▶ SELECTED EXCERPT
Got DIRT ? what you growing in

Dirt

We finally got enough dry sunny days for my flat garden to be dry enough for a first break.

I am sure that I am not the only one on this board that just loves the smell and look of fresh dirt.

I have been gardening this 10x40’ bed for 20 years now… I bet I have thrown a pickup bed full of rocks out of it and put 4 times that much homemade compost in over the years… I think it looks pretty good.

I used to garden 3 beds like this but the other 2 have been converted to permaculture, fruit trees, berry bushes. This is the only flat bed that I garden now, and grow mostly veggies in, including tomatoes, sweet corn, cukes, zukes, okra, green beans, cantaloupe, greens, carrots, etc… I stick to mostly low carb veggies now days, but my kids just have to have some sweet corn every year.

▶ DATA
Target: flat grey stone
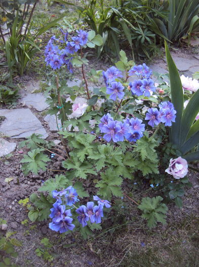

▶ PROBLEM DESCRIPTION
In the gardening post, why does the writer still grow sweet corn despite favoring low-carb vegetables? Answer in one to three sentences.

▶ OUTPUT BELOW
The writer grows sweet corn because the kids insist on having some every year. This is the case even though the writer mostly sticks to low-carb vegetables.